**CONSIGNES:**
• A. Recopiez le passage de l'extrait depuis « Heureuse, la riche » jusqu'à « ne perdent jamais. » inclus.
• B. D'après l'extrait, avec qui la richissime Américaine joue-t-elle son argent lors de sa visite annuelle ?

**EXTRAIT:**
---*---

Heureuse, la riche : le royaume des gueux lui appartient.

Comment dire l’obscénité de la fracture sociale sans diluer son propos dans un regard panoramique ? En resserrant les enjeux sur une situation archétypale qui en concentrera tous les thèmes, le grotesque et la violence. La trouvaille est ici géniale : celle de la visite annuelle d’une richissime américaine (Bette Davis, monument de laideur décatie) qui passe le temps en jouant son argent avec les pauvres du quartier au bas de sa propriété. L’occasion de l’année pour eux de faire fortune, portée par les espoirs de toute la cohorte des miséreux qui les soutiennent avec un esprit revanchard sur la vieille qui y voit la simple occasion de conjurer l’ennui tout en confirmant cet axiome selon lequel les riches ne perdent jamais.

---*---

**LISTE DES DONNÉES:**

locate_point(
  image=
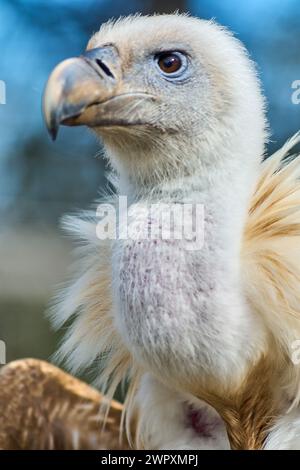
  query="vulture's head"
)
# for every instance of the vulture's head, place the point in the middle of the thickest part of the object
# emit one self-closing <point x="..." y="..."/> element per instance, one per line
<point x="169" y="95"/>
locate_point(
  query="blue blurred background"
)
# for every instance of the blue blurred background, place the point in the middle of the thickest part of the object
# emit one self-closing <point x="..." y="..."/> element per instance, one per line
<point x="41" y="180"/>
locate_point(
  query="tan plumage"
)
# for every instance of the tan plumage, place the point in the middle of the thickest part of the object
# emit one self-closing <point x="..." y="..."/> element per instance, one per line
<point x="42" y="407"/>
<point x="270" y="254"/>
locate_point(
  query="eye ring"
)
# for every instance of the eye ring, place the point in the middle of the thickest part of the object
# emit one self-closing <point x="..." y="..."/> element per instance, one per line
<point x="171" y="63"/>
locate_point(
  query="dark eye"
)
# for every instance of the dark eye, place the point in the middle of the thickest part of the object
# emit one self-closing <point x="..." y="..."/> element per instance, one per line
<point x="171" y="63"/>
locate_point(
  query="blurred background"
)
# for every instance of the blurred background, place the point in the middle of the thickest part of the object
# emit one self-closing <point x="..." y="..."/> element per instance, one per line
<point x="41" y="180"/>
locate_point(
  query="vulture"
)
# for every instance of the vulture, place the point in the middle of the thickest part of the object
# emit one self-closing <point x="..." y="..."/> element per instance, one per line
<point x="202" y="334"/>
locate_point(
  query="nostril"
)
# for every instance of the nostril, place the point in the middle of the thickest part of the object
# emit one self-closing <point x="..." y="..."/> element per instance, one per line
<point x="104" y="68"/>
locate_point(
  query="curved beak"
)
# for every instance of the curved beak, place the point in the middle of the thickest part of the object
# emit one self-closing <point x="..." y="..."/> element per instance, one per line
<point x="88" y="90"/>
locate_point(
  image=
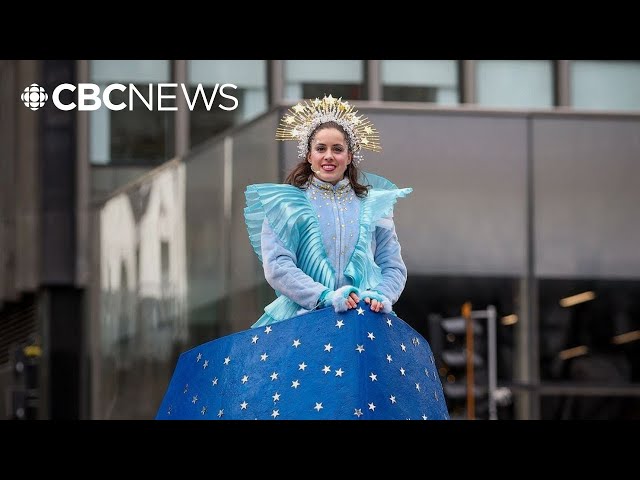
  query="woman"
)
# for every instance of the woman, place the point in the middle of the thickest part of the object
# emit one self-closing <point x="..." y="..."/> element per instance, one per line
<point x="328" y="246"/>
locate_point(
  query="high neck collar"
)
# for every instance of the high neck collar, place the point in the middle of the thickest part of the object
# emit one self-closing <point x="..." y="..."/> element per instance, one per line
<point x="327" y="185"/>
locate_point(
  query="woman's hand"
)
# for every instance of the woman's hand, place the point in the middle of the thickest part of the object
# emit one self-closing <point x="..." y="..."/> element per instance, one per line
<point x="377" y="301"/>
<point x="376" y="306"/>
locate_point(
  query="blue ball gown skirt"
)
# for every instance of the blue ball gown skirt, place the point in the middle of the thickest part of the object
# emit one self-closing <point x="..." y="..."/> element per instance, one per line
<point x="322" y="365"/>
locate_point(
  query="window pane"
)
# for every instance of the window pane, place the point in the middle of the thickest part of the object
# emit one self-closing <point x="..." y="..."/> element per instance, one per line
<point x="605" y="85"/>
<point x="434" y="81"/>
<point x="248" y="75"/>
<point x="590" y="331"/>
<point x="314" y="78"/>
<point x="514" y="83"/>
<point x="580" y="407"/>
<point x="135" y="135"/>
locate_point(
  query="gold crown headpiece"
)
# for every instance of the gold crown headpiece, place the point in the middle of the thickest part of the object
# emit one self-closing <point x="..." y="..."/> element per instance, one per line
<point x="305" y="117"/>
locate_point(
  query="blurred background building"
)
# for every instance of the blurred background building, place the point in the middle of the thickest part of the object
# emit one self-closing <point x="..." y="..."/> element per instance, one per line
<point x="123" y="243"/>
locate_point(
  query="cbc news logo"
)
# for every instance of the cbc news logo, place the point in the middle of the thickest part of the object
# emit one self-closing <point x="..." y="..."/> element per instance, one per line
<point x="34" y="96"/>
<point x="160" y="97"/>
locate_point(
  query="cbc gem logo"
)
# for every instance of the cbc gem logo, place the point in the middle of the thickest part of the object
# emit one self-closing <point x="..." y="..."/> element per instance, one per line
<point x="34" y="96"/>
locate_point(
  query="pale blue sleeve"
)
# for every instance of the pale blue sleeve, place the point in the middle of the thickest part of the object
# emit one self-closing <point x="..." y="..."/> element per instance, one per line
<point x="388" y="257"/>
<point x="283" y="274"/>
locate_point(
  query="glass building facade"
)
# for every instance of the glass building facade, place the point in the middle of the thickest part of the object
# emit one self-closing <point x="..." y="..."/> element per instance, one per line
<point x="524" y="199"/>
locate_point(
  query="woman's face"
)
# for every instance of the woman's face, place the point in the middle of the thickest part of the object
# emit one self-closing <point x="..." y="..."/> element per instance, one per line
<point x="329" y="155"/>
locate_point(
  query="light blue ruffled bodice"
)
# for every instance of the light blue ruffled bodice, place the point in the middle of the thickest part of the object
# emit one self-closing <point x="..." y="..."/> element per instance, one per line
<point x="328" y="229"/>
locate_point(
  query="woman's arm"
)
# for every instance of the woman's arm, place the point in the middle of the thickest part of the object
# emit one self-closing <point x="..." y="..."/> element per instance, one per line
<point x="284" y="276"/>
<point x="388" y="257"/>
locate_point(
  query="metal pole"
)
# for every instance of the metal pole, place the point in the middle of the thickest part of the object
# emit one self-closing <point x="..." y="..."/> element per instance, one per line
<point x="471" y="406"/>
<point x="493" y="370"/>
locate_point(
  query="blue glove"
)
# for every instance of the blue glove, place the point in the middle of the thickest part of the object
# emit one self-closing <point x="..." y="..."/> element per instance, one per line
<point x="338" y="298"/>
<point x="373" y="295"/>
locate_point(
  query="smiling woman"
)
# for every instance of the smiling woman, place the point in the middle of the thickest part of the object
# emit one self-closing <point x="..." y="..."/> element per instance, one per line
<point x="330" y="344"/>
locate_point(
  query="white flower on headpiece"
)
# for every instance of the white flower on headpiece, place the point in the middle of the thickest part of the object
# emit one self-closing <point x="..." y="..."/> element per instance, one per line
<point x="303" y="118"/>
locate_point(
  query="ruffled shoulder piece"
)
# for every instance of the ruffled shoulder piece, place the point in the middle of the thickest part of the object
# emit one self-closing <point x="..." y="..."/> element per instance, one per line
<point x="376" y="181"/>
<point x="375" y="207"/>
<point x="282" y="205"/>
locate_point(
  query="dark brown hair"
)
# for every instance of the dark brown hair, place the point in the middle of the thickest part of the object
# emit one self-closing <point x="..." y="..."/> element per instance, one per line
<point x="301" y="173"/>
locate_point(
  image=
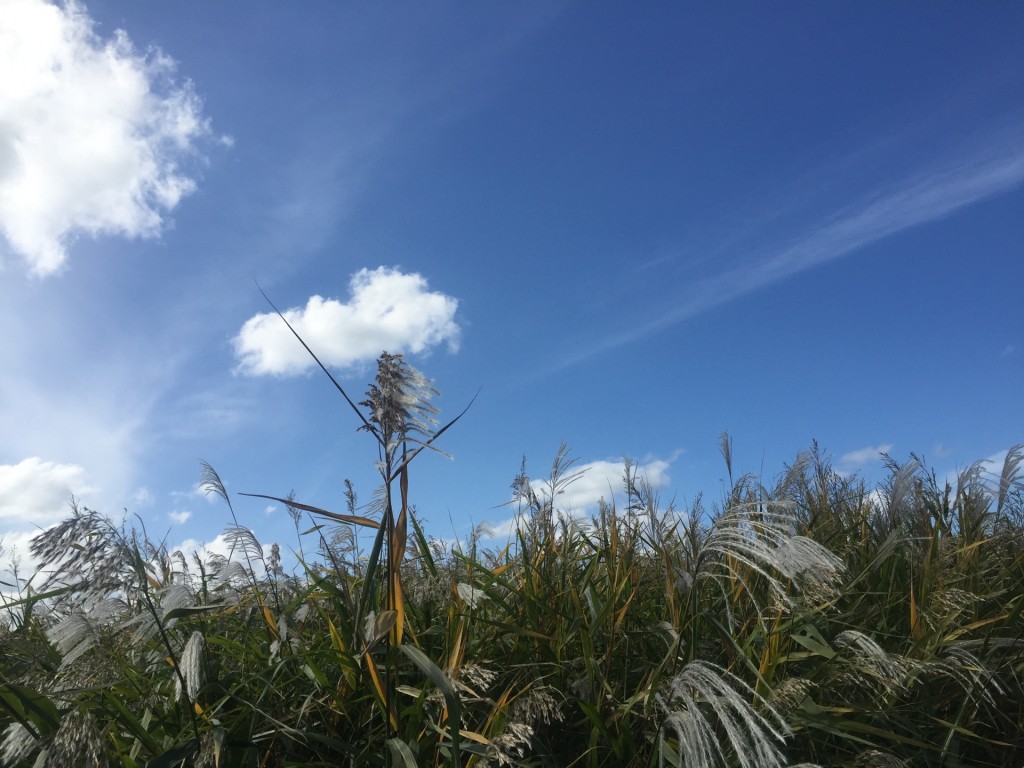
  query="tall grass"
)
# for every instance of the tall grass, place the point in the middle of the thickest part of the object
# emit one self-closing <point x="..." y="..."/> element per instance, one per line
<point x="801" y="622"/>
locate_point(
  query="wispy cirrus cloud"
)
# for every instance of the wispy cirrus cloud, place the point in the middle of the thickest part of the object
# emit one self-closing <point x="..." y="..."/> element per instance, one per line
<point x="387" y="310"/>
<point x="92" y="132"/>
<point x="920" y="198"/>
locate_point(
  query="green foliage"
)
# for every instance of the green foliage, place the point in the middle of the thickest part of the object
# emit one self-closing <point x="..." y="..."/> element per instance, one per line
<point x="807" y="623"/>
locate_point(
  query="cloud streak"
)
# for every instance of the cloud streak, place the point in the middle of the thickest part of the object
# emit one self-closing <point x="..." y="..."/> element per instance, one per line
<point x="916" y="200"/>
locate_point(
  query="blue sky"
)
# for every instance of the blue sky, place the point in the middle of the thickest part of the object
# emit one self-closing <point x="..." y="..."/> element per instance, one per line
<point x="630" y="231"/>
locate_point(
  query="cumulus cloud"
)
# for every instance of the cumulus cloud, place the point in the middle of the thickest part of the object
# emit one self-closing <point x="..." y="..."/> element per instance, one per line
<point x="179" y="517"/>
<point x="387" y="310"/>
<point x="603" y="479"/>
<point x="36" y="493"/>
<point x="858" y="459"/>
<point x="92" y="132"/>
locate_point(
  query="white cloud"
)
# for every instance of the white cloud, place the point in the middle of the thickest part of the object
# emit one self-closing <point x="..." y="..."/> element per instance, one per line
<point x="599" y="479"/>
<point x="982" y="171"/>
<point x="388" y="310"/>
<point x="142" y="497"/>
<point x="37" y="493"/>
<point x="857" y="459"/>
<point x="91" y="132"/>
<point x="603" y="479"/>
<point x="179" y="517"/>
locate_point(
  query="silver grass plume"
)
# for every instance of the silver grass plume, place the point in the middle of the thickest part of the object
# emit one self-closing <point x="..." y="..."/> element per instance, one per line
<point x="868" y="665"/>
<point x="192" y="668"/>
<point x="1010" y="477"/>
<point x="16" y="745"/>
<point x="77" y="741"/>
<point x="751" y="737"/>
<point x="74" y="636"/>
<point x="241" y="538"/>
<point x="399" y="403"/>
<point x="761" y="536"/>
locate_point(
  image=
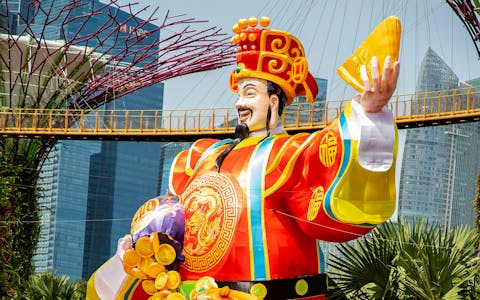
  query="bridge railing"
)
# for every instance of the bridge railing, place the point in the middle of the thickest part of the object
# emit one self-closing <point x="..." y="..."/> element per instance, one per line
<point x="425" y="107"/>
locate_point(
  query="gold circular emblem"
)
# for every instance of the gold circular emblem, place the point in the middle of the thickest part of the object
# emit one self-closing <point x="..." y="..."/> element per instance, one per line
<point x="315" y="203"/>
<point x="301" y="287"/>
<point x="328" y="149"/>
<point x="259" y="290"/>
<point x="212" y="204"/>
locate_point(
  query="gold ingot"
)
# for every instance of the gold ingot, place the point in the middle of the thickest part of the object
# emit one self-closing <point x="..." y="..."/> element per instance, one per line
<point x="149" y="287"/>
<point x="173" y="280"/>
<point x="161" y="281"/>
<point x="131" y="258"/>
<point x="236" y="29"/>
<point x="252" y="21"/>
<point x="242" y="23"/>
<point x="176" y="296"/>
<point x="144" y="247"/>
<point x="155" y="241"/>
<point x="166" y="254"/>
<point x="383" y="41"/>
<point x="155" y="268"/>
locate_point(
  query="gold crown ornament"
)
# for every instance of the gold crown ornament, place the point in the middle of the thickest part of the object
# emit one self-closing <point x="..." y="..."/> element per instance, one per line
<point x="273" y="55"/>
<point x="383" y="41"/>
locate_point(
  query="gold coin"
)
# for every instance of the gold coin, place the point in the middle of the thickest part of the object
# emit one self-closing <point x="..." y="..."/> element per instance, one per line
<point x="137" y="273"/>
<point x="175" y="296"/>
<point x="144" y="247"/>
<point x="161" y="281"/>
<point x="145" y="264"/>
<point x="173" y="279"/>
<point x="154" y="268"/>
<point x="166" y="254"/>
<point x="155" y="241"/>
<point x="131" y="258"/>
<point x="149" y="287"/>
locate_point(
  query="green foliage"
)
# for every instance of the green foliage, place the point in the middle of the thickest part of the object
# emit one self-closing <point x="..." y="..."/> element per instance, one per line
<point x="19" y="226"/>
<point x="403" y="261"/>
<point x="48" y="286"/>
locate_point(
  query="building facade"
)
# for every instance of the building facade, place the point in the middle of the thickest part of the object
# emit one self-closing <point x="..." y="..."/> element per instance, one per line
<point x="440" y="163"/>
<point x="92" y="188"/>
<point x="301" y="111"/>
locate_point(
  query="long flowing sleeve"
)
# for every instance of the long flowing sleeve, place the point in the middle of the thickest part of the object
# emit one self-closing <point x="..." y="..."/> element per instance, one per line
<point x="345" y="182"/>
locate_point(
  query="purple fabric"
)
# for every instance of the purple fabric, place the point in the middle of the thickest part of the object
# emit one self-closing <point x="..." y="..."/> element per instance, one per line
<point x="168" y="220"/>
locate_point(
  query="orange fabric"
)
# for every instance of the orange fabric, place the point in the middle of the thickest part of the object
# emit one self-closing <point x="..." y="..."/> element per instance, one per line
<point x="290" y="241"/>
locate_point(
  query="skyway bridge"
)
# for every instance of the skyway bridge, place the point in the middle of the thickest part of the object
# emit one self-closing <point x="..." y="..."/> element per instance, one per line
<point x="410" y="111"/>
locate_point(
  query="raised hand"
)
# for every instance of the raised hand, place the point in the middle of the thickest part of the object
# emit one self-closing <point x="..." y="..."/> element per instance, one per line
<point x="379" y="93"/>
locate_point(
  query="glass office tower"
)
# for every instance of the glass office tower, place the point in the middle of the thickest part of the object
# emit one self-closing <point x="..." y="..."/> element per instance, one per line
<point x="440" y="163"/>
<point x="301" y="112"/>
<point x="92" y="189"/>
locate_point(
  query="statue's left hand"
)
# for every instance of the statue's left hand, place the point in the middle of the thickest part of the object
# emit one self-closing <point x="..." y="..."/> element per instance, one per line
<point x="377" y="95"/>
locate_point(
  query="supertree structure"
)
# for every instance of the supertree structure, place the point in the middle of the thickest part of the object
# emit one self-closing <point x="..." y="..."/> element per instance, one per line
<point x="469" y="13"/>
<point x="50" y="60"/>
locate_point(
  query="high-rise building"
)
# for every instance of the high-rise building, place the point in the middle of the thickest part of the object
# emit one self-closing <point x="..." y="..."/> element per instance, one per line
<point x="440" y="163"/>
<point x="93" y="188"/>
<point x="301" y="112"/>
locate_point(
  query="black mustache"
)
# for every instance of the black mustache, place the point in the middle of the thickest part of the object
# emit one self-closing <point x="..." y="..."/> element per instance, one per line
<point x="245" y="108"/>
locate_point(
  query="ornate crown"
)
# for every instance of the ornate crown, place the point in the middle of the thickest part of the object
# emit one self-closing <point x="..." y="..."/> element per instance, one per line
<point x="273" y="55"/>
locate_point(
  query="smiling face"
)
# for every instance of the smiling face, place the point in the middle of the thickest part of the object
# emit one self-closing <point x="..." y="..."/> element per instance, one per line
<point x="253" y="103"/>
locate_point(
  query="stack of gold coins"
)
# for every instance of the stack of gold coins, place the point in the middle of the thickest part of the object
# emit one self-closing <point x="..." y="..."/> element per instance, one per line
<point x="148" y="260"/>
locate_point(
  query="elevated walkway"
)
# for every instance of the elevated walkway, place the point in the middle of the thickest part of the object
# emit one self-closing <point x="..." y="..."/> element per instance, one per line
<point x="410" y="111"/>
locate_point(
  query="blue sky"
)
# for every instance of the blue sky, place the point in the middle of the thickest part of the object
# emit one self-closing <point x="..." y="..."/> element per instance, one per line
<point x="330" y="31"/>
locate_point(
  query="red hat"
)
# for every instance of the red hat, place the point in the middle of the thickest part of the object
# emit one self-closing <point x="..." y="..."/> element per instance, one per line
<point x="273" y="55"/>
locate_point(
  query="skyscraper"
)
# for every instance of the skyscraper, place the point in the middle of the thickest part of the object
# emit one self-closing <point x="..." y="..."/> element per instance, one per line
<point x="93" y="188"/>
<point x="440" y="163"/>
<point x="301" y="112"/>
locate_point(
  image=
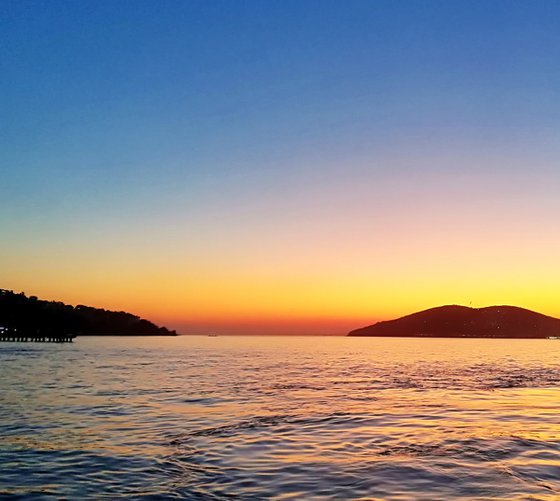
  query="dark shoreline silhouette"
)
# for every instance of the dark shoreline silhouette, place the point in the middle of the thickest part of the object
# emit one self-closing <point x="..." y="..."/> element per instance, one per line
<point x="34" y="318"/>
<point x="509" y="322"/>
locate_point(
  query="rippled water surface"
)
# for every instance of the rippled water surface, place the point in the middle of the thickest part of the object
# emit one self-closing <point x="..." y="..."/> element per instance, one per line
<point x="281" y="418"/>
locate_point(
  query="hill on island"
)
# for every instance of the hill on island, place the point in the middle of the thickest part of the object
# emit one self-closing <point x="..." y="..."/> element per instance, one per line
<point x="29" y="315"/>
<point x="461" y="321"/>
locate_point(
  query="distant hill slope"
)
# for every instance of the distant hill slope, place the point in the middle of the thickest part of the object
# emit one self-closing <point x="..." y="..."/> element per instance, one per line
<point x="461" y="321"/>
<point x="30" y="315"/>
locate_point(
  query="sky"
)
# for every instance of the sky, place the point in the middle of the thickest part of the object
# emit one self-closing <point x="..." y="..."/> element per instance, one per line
<point x="280" y="166"/>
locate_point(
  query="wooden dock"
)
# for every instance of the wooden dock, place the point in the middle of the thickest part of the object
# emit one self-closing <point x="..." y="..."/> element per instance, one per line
<point x="15" y="337"/>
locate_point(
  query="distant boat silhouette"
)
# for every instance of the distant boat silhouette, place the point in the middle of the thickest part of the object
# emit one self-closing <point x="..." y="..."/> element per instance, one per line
<point x="464" y="322"/>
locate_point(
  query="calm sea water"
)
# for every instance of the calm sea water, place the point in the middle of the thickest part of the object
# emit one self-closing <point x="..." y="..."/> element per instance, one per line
<point x="281" y="418"/>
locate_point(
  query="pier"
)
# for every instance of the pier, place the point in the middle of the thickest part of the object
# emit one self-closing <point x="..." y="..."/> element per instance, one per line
<point x="16" y="337"/>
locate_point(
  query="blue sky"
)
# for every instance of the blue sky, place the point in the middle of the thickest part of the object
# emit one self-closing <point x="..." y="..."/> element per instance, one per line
<point x="197" y="124"/>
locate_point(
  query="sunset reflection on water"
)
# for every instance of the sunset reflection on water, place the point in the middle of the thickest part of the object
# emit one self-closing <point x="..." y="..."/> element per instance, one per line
<point x="282" y="418"/>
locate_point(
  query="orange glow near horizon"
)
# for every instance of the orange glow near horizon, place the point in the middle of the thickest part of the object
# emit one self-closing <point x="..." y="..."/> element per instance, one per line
<point x="335" y="264"/>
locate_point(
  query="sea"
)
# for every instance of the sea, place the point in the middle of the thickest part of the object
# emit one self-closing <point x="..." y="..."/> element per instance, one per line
<point x="280" y="418"/>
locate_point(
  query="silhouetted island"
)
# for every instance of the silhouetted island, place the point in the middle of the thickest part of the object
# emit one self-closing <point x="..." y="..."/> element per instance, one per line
<point x="32" y="317"/>
<point x="461" y="321"/>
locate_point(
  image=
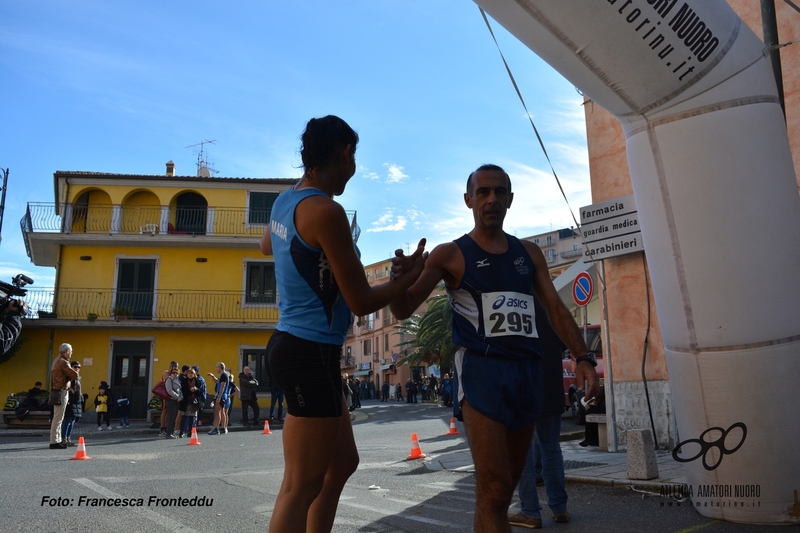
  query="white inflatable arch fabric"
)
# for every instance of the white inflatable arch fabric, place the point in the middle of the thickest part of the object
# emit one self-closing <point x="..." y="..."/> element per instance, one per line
<point x="719" y="209"/>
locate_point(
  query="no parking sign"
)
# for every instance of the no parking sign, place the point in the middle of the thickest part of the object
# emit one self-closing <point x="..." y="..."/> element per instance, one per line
<point x="582" y="289"/>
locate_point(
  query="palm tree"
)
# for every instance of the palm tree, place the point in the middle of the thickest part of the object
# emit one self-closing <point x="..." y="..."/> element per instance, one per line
<point x="430" y="337"/>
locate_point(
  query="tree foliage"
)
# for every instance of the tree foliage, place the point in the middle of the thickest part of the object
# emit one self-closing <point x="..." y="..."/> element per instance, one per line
<point x="429" y="337"/>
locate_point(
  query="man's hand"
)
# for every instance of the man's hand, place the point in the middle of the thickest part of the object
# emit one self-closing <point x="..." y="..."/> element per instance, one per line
<point x="584" y="371"/>
<point x="409" y="265"/>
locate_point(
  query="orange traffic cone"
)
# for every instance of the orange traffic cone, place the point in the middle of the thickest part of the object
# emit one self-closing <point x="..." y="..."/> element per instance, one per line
<point x="80" y="455"/>
<point x="416" y="451"/>
<point x="453" y="430"/>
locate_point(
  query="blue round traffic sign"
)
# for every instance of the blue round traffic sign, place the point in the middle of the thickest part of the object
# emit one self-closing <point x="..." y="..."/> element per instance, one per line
<point x="582" y="289"/>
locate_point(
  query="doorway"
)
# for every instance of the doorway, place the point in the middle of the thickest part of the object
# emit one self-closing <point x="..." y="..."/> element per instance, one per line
<point x="131" y="370"/>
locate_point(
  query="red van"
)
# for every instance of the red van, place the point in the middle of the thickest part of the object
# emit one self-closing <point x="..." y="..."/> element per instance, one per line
<point x="595" y="344"/>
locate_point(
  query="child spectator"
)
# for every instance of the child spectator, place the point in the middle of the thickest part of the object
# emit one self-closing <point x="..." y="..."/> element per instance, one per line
<point x="123" y="409"/>
<point x="101" y="407"/>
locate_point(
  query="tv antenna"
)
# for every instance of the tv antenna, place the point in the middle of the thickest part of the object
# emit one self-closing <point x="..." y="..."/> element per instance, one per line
<point x="203" y="170"/>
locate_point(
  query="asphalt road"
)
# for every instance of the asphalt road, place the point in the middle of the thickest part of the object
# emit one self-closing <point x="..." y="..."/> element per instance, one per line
<point x="236" y="477"/>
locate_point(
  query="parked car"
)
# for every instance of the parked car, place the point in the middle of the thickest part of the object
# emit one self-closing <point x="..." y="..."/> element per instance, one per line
<point x="571" y="398"/>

---*---

**RÉPONSES COMPLÈTES:**
• A.
Heureuse, la riche : le royaume des gueux lui appartient.

Comment dire l’obscénité de la fracture sociale sans diluer son propos dans un regard panoramique ? En resserrant les enjeux sur une situation archétypale qui en concentrera tous les thèmes, le grotesque et la violence. La trouvaille est ici géniale : celle de la visite annuelle d’une richissime américaine (Bette Davis, monument de laideur décatie) qui passe le temps en jouant son argent avec les pauvres du quartier au bas de sa propriété. L’occasion de l’année pour eux de faire fortune, portée par les espoirs de toute la cohorte des miséreux qui les soutiennent avec un esprit revanchard sur la vieille qui y voit la simple occasion de conjurer l’ennui tout en confirmant cet axiome selon lequel les riches ne perdent jamais.

• B. Avec les pauvres du quartier au bas de sa propriété.